══ Texte à lire

Lu sur
le Monde libertaire : "Depuis quelques années, il est assez difficile de trouver une lecture individualiste anarchiste de l’actualité. Le combat « classiste » reste souvent la priorité sur toute autre lutte et les conflits, quels qu’ils soient, se résument la plupart du temps à des problèmes économiques. Le capitalisme serait le plus grand coupable.
Les « communistes libertaires » ont pour filtre de lecture le collectif et ceci malheureusement au détriment de l’individu. Sans compter sur le fait que l’individualisme est habituellement accusé de tous les maux de l’anarchisme, ses valeurs sont détournées, voire tournées en ridicule. L’individualiste est alternativement bourgeois, ultralibéral, prétentieux…
Je le regrette et cela d’autant plus que l’autonomie
individuelle, chère aux individualistes, est, historiquement, une des
premières revendications des anarchistes. L’histoire du mouvement
anarchiste montre qu’aux premiers moments d’organisation les anarchistes
ne voulaient pas de fédérations. La raison en était simple :
l’organisation, quelle qu’elle soit, serait une assurance de perdre son
autonomie individuelle. L’idée de groupe n’était pas rejetée, mais il
fallait le moins de coercition possible.

════
══ Lignes fournies

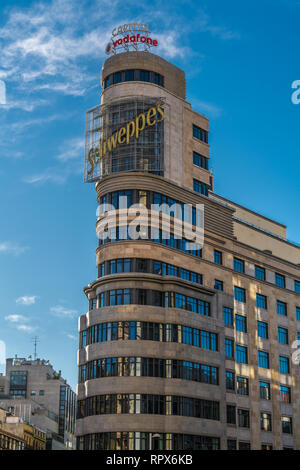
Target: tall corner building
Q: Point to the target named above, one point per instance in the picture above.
(182, 349)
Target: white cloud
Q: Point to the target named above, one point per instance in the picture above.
(12, 248)
(52, 175)
(208, 109)
(15, 318)
(26, 328)
(63, 312)
(27, 300)
(50, 45)
(18, 321)
(72, 149)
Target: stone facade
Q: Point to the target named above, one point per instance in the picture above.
(234, 231)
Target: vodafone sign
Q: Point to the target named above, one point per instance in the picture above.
(133, 36)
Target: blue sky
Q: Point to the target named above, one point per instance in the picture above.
(240, 60)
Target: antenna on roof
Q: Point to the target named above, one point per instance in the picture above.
(35, 341)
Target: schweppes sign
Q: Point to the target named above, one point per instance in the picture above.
(125, 134)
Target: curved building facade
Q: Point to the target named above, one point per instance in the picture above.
(168, 354)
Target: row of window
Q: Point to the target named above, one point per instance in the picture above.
(133, 75)
(126, 198)
(121, 233)
(200, 134)
(200, 160)
(259, 271)
(239, 322)
(136, 403)
(135, 330)
(148, 367)
(241, 417)
(200, 187)
(261, 302)
(146, 441)
(241, 356)
(143, 265)
(150, 297)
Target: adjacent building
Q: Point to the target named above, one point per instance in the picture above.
(181, 349)
(15, 434)
(40, 396)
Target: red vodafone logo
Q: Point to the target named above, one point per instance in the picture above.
(135, 38)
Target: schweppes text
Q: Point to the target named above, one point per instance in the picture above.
(131, 130)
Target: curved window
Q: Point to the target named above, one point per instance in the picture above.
(148, 367)
(148, 331)
(136, 75)
(181, 244)
(136, 403)
(126, 440)
(151, 297)
(143, 265)
(165, 204)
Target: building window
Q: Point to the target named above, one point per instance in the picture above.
(244, 445)
(266, 447)
(264, 390)
(283, 335)
(238, 265)
(241, 354)
(133, 75)
(228, 316)
(148, 404)
(218, 257)
(230, 383)
(261, 301)
(243, 418)
(231, 414)
(231, 444)
(262, 329)
(200, 160)
(218, 284)
(200, 187)
(239, 294)
(285, 394)
(297, 287)
(242, 385)
(284, 365)
(279, 280)
(281, 308)
(260, 273)
(200, 134)
(241, 323)
(263, 359)
(286, 425)
(265, 421)
(229, 348)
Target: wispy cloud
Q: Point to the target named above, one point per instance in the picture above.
(72, 149)
(27, 300)
(26, 328)
(20, 323)
(52, 175)
(12, 248)
(208, 109)
(63, 312)
(15, 318)
(49, 46)
(69, 158)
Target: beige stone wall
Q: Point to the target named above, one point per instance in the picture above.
(233, 239)
(174, 78)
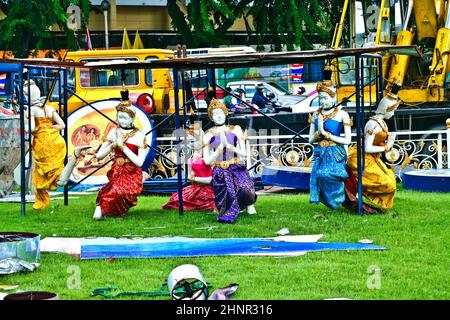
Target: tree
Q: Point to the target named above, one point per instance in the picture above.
(206, 21)
(285, 22)
(27, 24)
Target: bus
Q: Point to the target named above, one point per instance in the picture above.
(150, 89)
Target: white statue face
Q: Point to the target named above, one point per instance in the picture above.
(218, 117)
(326, 101)
(125, 120)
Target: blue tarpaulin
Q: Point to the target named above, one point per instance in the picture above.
(192, 247)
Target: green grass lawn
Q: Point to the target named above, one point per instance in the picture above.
(416, 266)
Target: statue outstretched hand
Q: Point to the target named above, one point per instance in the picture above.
(320, 127)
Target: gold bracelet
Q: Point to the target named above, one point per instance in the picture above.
(316, 136)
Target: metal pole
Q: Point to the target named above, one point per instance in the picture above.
(105, 13)
(22, 142)
(66, 131)
(359, 125)
(177, 130)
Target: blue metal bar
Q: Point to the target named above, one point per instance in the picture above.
(183, 88)
(177, 130)
(66, 133)
(359, 124)
(28, 136)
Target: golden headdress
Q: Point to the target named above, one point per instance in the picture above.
(125, 105)
(327, 84)
(216, 104)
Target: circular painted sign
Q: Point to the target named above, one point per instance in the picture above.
(86, 126)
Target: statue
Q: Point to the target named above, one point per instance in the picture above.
(48, 148)
(125, 176)
(328, 172)
(199, 195)
(224, 150)
(378, 181)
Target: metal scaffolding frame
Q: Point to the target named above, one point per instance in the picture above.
(180, 65)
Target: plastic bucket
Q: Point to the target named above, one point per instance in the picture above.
(186, 282)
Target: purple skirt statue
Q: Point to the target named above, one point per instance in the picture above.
(234, 190)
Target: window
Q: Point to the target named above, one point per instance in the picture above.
(148, 72)
(54, 97)
(94, 78)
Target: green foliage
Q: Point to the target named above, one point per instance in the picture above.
(27, 24)
(415, 266)
(206, 21)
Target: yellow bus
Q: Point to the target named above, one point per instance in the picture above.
(150, 89)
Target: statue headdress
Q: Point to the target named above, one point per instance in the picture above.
(216, 104)
(125, 105)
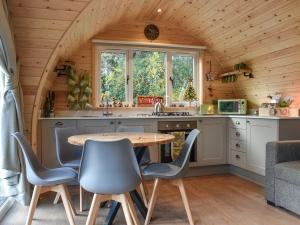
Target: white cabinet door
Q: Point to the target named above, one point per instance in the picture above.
(96, 125)
(211, 149)
(150, 125)
(259, 133)
(48, 149)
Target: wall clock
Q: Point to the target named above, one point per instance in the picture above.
(151, 32)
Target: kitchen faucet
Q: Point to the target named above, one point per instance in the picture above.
(106, 112)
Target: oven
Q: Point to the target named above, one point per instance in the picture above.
(180, 129)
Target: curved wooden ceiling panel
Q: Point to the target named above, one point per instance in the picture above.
(234, 31)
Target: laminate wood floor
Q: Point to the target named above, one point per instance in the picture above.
(215, 200)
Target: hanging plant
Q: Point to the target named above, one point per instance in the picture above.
(79, 86)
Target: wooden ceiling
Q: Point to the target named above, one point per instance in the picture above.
(254, 31)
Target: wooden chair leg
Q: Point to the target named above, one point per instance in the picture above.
(185, 201)
(57, 196)
(124, 203)
(152, 202)
(71, 202)
(93, 210)
(33, 203)
(80, 199)
(66, 201)
(132, 209)
(143, 192)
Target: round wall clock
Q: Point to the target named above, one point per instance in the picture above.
(151, 32)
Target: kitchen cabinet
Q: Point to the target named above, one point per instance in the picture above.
(247, 142)
(259, 133)
(150, 125)
(48, 149)
(211, 142)
(96, 126)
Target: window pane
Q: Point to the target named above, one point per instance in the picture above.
(183, 70)
(112, 75)
(149, 68)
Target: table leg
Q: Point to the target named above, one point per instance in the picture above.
(139, 152)
(139, 203)
(112, 213)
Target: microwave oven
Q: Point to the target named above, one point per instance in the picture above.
(232, 106)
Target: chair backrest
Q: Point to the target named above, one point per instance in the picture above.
(33, 165)
(109, 167)
(64, 150)
(184, 157)
(140, 129)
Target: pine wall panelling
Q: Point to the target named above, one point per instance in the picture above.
(262, 33)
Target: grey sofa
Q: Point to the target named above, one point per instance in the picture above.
(283, 174)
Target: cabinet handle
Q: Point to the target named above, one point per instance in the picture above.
(59, 123)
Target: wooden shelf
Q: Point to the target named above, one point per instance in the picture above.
(245, 72)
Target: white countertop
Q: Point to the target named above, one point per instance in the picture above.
(168, 117)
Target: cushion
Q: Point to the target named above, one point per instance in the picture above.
(288, 171)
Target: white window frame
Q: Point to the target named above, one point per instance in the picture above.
(129, 48)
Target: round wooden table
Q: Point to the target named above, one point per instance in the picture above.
(137, 139)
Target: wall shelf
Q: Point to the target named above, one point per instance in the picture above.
(245, 72)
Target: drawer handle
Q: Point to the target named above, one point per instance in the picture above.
(59, 123)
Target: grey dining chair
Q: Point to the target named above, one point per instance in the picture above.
(45, 180)
(172, 172)
(109, 169)
(145, 158)
(68, 155)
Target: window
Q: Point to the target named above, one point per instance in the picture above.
(183, 72)
(112, 75)
(149, 72)
(125, 72)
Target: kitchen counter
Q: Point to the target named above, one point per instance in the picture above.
(170, 117)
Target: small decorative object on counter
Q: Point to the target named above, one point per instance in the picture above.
(148, 101)
(190, 93)
(279, 106)
(49, 105)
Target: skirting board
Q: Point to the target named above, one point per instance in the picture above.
(223, 169)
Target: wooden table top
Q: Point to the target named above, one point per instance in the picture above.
(137, 139)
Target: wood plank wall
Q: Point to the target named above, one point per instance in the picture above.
(133, 31)
(38, 26)
(262, 33)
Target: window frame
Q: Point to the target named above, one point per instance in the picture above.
(129, 49)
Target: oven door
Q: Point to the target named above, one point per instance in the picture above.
(169, 152)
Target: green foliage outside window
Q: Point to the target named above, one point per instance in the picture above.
(149, 74)
(182, 74)
(149, 70)
(113, 75)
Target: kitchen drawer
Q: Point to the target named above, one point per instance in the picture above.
(237, 145)
(239, 134)
(239, 123)
(238, 159)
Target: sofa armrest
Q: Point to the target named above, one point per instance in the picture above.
(277, 152)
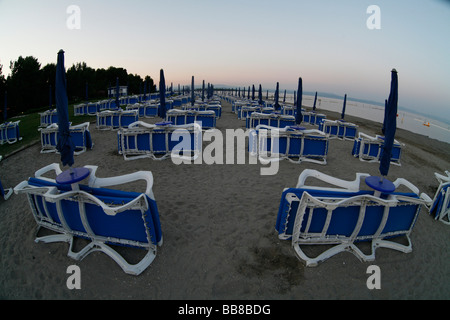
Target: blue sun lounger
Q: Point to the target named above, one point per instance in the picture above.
(145, 110)
(339, 129)
(48, 117)
(272, 120)
(9, 132)
(292, 143)
(112, 120)
(182, 117)
(343, 215)
(80, 134)
(106, 217)
(160, 141)
(313, 117)
(440, 207)
(369, 149)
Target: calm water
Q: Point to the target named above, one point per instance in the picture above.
(406, 120)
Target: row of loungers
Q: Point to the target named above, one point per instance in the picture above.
(341, 216)
(9, 132)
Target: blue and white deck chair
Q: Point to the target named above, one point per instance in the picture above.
(292, 143)
(160, 141)
(80, 109)
(313, 117)
(182, 117)
(106, 217)
(339, 129)
(111, 120)
(343, 215)
(9, 132)
(48, 117)
(369, 149)
(80, 134)
(5, 193)
(440, 208)
(269, 119)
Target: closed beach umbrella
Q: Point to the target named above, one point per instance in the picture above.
(162, 95)
(260, 95)
(343, 107)
(65, 145)
(277, 106)
(117, 93)
(203, 91)
(315, 99)
(5, 112)
(192, 92)
(298, 115)
(391, 125)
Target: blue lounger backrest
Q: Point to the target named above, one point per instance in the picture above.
(344, 219)
(124, 225)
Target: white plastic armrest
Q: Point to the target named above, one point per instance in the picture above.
(406, 183)
(51, 167)
(96, 182)
(349, 185)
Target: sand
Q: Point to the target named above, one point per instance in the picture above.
(218, 224)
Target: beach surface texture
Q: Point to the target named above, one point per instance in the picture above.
(218, 224)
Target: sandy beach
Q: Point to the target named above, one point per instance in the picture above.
(218, 224)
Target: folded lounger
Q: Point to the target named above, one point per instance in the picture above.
(344, 215)
(339, 129)
(440, 207)
(111, 120)
(9, 132)
(160, 141)
(181, 117)
(103, 216)
(80, 134)
(368, 148)
(312, 117)
(293, 143)
(272, 120)
(146, 109)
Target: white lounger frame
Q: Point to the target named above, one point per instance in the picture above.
(259, 141)
(444, 214)
(140, 127)
(342, 243)
(98, 243)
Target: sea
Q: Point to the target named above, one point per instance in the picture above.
(406, 120)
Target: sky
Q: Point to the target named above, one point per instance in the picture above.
(242, 42)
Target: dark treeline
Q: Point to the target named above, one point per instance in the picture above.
(28, 86)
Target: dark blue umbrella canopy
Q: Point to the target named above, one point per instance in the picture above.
(298, 115)
(277, 96)
(162, 95)
(5, 106)
(383, 129)
(315, 99)
(391, 125)
(65, 145)
(192, 92)
(117, 93)
(260, 95)
(343, 107)
(203, 91)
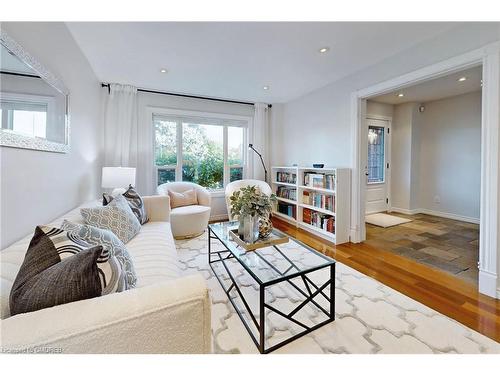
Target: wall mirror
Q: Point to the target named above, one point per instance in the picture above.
(33, 102)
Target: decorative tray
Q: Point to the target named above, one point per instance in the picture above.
(273, 239)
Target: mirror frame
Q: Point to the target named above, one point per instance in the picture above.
(10, 139)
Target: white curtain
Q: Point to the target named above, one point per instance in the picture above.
(128, 142)
(260, 140)
(120, 126)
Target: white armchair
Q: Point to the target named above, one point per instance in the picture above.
(188, 221)
(237, 185)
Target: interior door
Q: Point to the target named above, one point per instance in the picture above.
(377, 186)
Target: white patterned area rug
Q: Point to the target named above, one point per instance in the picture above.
(370, 316)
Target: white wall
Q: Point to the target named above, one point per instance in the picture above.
(36, 186)
(316, 126)
(379, 109)
(404, 155)
(437, 154)
(450, 155)
(148, 100)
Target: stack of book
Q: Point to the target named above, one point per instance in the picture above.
(287, 193)
(319, 200)
(287, 209)
(319, 180)
(323, 221)
(287, 177)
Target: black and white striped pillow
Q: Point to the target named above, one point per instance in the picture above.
(68, 244)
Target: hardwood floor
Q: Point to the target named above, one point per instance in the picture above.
(448, 245)
(441, 291)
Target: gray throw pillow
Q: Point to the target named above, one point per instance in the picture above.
(46, 279)
(116, 217)
(110, 242)
(135, 202)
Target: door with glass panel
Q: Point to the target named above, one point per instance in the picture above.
(377, 184)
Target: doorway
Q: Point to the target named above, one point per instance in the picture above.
(489, 57)
(378, 174)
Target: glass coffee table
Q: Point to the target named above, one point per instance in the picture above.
(287, 288)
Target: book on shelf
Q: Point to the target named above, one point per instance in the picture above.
(287, 209)
(319, 220)
(319, 180)
(286, 192)
(320, 200)
(288, 177)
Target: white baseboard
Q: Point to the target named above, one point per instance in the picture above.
(446, 215)
(404, 211)
(488, 284)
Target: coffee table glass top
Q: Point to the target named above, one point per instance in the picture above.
(272, 263)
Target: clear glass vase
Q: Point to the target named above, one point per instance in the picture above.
(249, 228)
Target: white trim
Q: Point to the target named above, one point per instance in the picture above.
(446, 215)
(405, 211)
(489, 57)
(10, 139)
(488, 282)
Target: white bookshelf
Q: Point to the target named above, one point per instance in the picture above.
(340, 192)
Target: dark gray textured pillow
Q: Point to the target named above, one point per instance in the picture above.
(135, 202)
(110, 242)
(45, 280)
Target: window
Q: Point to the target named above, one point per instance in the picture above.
(376, 157)
(26, 118)
(206, 151)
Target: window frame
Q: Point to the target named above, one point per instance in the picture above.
(27, 99)
(173, 113)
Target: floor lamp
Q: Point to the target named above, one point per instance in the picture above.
(250, 146)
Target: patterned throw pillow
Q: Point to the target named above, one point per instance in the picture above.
(135, 202)
(59, 269)
(109, 241)
(116, 217)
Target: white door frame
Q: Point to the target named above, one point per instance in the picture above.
(489, 57)
(387, 155)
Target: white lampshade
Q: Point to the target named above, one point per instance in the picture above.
(117, 177)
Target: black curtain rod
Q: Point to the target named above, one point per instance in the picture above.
(189, 96)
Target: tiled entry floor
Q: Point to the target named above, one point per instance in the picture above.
(449, 245)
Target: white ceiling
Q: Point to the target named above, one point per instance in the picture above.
(10, 63)
(235, 60)
(439, 88)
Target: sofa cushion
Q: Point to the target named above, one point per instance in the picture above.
(116, 217)
(157, 234)
(110, 242)
(186, 198)
(134, 201)
(154, 254)
(56, 270)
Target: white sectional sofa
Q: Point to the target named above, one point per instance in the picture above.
(165, 313)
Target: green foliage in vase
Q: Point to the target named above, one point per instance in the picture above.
(251, 201)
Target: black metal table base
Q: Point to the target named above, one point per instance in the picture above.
(310, 291)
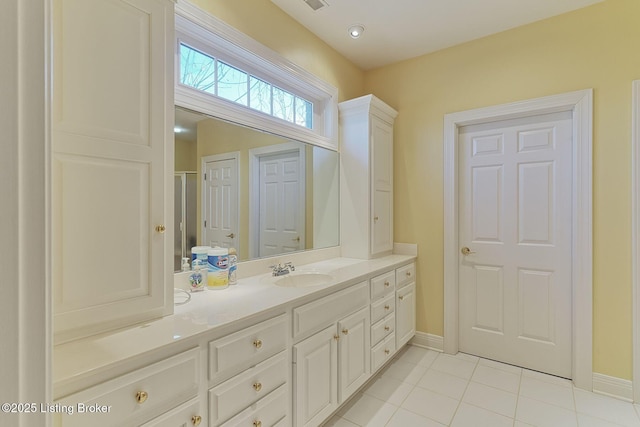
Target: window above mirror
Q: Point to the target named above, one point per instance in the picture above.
(224, 73)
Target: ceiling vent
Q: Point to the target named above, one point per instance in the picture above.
(316, 4)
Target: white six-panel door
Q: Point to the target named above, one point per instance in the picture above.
(515, 242)
(220, 201)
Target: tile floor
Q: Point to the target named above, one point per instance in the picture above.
(422, 387)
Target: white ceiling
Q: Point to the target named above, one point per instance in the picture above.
(401, 29)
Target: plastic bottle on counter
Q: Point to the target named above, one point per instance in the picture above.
(218, 266)
(233, 266)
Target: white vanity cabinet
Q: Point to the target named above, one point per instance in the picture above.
(112, 149)
(333, 363)
(405, 304)
(366, 181)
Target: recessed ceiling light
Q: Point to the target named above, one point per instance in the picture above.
(356, 31)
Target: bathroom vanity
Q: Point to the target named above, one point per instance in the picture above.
(260, 353)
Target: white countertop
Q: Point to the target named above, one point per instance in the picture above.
(206, 311)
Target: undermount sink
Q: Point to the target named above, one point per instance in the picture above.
(302, 280)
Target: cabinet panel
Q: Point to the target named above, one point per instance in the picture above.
(244, 389)
(145, 391)
(316, 374)
(270, 411)
(353, 351)
(405, 314)
(319, 313)
(238, 351)
(189, 414)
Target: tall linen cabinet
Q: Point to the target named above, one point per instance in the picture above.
(366, 181)
(112, 163)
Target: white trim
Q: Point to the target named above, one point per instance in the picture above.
(200, 29)
(254, 189)
(25, 306)
(430, 341)
(235, 156)
(613, 387)
(635, 232)
(580, 103)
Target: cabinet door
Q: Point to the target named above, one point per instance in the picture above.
(315, 377)
(381, 186)
(354, 352)
(405, 314)
(110, 186)
(186, 415)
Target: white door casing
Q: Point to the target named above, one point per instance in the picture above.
(220, 200)
(277, 199)
(515, 217)
(580, 104)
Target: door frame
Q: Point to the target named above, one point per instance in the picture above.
(235, 156)
(635, 233)
(254, 188)
(580, 104)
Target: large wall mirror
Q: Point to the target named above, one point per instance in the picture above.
(251, 190)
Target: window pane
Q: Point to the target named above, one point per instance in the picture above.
(232, 83)
(260, 95)
(197, 69)
(282, 104)
(304, 113)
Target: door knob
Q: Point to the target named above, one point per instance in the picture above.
(466, 251)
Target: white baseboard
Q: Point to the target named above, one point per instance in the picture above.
(613, 386)
(430, 341)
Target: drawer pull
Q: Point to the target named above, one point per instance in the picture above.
(141, 397)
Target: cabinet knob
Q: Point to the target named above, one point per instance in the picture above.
(141, 397)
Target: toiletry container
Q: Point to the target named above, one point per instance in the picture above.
(218, 265)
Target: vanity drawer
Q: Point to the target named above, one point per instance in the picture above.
(240, 350)
(270, 411)
(322, 312)
(383, 307)
(137, 395)
(383, 328)
(405, 275)
(383, 352)
(244, 389)
(383, 284)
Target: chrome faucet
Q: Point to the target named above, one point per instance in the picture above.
(281, 270)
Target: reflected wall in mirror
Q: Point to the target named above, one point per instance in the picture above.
(257, 192)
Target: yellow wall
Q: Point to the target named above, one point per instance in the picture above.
(597, 48)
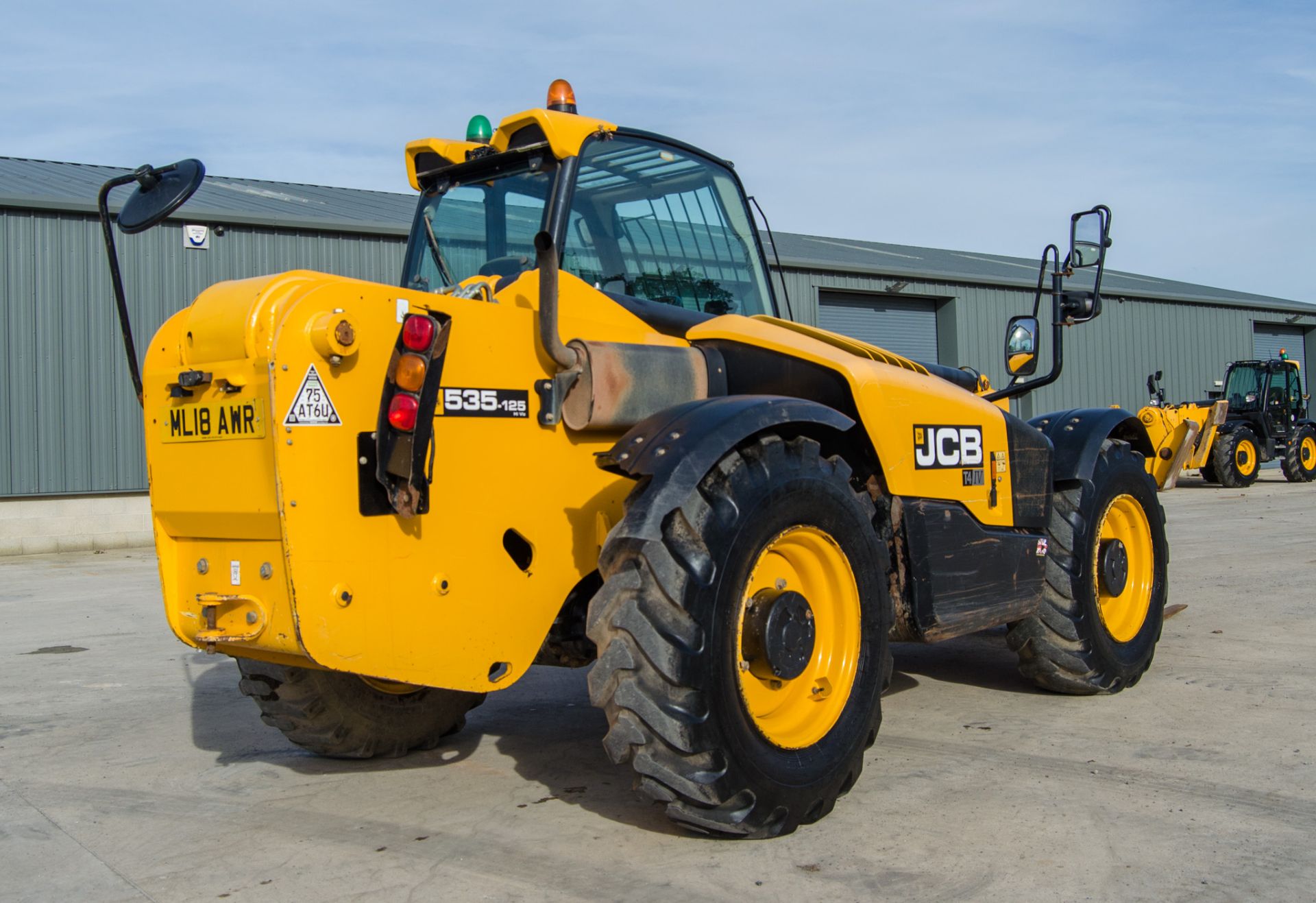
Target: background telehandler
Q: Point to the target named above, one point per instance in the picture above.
(1263, 416)
(387, 502)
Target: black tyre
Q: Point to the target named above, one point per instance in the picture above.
(702, 697)
(1095, 632)
(1300, 461)
(1236, 459)
(345, 717)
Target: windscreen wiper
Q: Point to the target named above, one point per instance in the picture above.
(436, 253)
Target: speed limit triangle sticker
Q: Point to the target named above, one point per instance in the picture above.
(313, 406)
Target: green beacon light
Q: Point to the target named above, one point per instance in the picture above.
(479, 130)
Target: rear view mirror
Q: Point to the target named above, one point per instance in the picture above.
(160, 193)
(1088, 239)
(1021, 346)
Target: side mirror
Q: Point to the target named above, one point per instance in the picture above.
(160, 193)
(1021, 346)
(1088, 239)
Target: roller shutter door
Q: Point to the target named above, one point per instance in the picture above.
(905, 326)
(1269, 337)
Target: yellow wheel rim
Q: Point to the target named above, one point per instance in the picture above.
(1125, 612)
(393, 688)
(799, 712)
(1245, 457)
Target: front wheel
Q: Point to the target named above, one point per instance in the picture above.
(742, 652)
(1097, 628)
(1236, 459)
(1300, 461)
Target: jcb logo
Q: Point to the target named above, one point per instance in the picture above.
(948, 446)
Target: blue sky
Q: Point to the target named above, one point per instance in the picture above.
(966, 125)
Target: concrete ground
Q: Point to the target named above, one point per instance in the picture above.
(132, 768)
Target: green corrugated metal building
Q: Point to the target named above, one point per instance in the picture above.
(70, 426)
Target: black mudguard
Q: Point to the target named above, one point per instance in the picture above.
(678, 446)
(1077, 439)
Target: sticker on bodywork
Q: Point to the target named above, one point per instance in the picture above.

════

**Consigne**
Poursuivez le texte sur l'individualisme anarchiste à partir de sa dernière phrase.

**Résultat**
Par la suite, des
fédérations virent le jour quand des individus continuaient à alerter
les compagnons et les compagnes des dérives probables. Il est
intéressant de noter que si la plupart de ces individualistes refusèrent
l’organisation à « grande échelle », d’autres y étaient présents,
refusant de se trouver aux marges d’un mouvement portant l’espoir d’un
changement social en adéquation avec leurs propres désirs.
Quel individualisme ?Je
me dois, à ce stade, d’expliquer ce qu’est, pour moi, l’anarchisme
individualiste, sans pour autant mettre l’individualiste dans une
catégorie déterminée. Pour celui-ci, et cela est une base commune à tous
les individualistes, il n’y a pas de cause supérieure à l’individu ;
même l’anarchisme n’est pas une cause pour laquelle l’individualiste se
sacrifiera.
L’idée n’est pas de se retrouver seul contre les autres,
tel un ermite asocial, mais de rechercher sa liberté avec celle des
autres. Le commun a beaucoup de sens et d’intérêt, et prétendre qu’un
individu puisse vivre en dehors de toute société est un mensonge.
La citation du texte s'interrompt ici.